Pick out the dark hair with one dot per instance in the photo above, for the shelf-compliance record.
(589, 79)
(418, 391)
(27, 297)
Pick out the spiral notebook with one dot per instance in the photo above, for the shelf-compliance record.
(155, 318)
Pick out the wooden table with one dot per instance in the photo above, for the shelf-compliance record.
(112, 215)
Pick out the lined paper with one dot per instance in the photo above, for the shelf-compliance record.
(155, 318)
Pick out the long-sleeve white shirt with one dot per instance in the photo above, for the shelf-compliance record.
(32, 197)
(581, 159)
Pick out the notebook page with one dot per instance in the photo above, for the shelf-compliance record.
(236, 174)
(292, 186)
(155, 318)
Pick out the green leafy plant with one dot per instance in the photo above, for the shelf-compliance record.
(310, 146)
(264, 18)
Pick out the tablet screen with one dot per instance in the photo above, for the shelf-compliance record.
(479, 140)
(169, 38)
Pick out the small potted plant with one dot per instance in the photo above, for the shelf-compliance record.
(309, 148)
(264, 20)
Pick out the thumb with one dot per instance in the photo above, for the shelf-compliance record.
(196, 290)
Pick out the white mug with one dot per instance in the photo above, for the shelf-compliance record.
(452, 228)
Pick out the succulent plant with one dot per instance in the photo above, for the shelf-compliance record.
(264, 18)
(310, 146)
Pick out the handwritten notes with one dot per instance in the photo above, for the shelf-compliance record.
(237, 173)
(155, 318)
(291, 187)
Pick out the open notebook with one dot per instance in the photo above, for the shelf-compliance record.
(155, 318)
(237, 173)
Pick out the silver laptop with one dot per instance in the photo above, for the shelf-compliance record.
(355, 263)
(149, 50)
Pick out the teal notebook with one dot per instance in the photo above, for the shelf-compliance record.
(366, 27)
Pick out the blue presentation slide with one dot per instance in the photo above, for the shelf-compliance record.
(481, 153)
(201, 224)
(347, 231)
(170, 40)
• • • • •
:: Work task ::
All of the material should be given again, character for character.

:: Response area ::
Pick out the dark hair with one dot per instance in the photo above, for the shelf-compliance record.
(589, 79)
(418, 391)
(27, 297)
Pick out the spiral notebook with one dot per instance in the photo above, for the shelf-compliance record.
(155, 318)
Pick out the wooden table with one dot per instance in the photo above, for the shelf-compliance record.
(112, 215)
Pick out the lined paper with one dot per instance in the photo above, for the shelf-compliance record.
(155, 318)
Pick out the long-sleeve white shirt with one dot per instance in the photo above, for the shelf-compliance record.
(32, 197)
(581, 159)
Pick out the notebook page with one dot per instance in the photo above, for the shelf-compliance record.
(236, 174)
(292, 186)
(155, 318)
Pick out the green leafy plant with one dot per instance in the photo above, for the shelf-compliance record.
(310, 146)
(264, 18)
Pick out the tablet screen with one dot per instance in the photo above, for the shelf-compliance record.
(479, 140)
(169, 38)
Pick out the small potted plant with one dot per instance in the photo above, for the shelf-compliance record.
(309, 148)
(264, 20)
Pick out the thumb with one dot per instance in the photo above, for the shelf-compliance record.
(196, 290)
Pick out the white mug with one dot per instance in the photo above, for the shelf-compliance record.
(452, 228)
Pick out the succulent plant with one dot per instance in the photo above, for the shelf-compliance record.
(264, 18)
(310, 146)
Pick out the handwritten notes with one dot per instance in the photo above, for the shelf-compliance record.
(237, 173)
(155, 318)
(291, 187)
Pick out the open notebook with one dot per instance in the photo above, for the shelf-compliance record.
(155, 318)
(237, 173)
Pick out the silver laptop with one dot per instance in the photo above, for the shelf-compliance record.
(355, 263)
(149, 50)
Pick out the teal notebook with one dot per instance in the photo above, for the shelf-compliance record.
(366, 27)
Pick out the blue presentation slide with one dot per instance in the photo above, for the shelf-compliance record.
(481, 153)
(201, 224)
(347, 231)
(170, 40)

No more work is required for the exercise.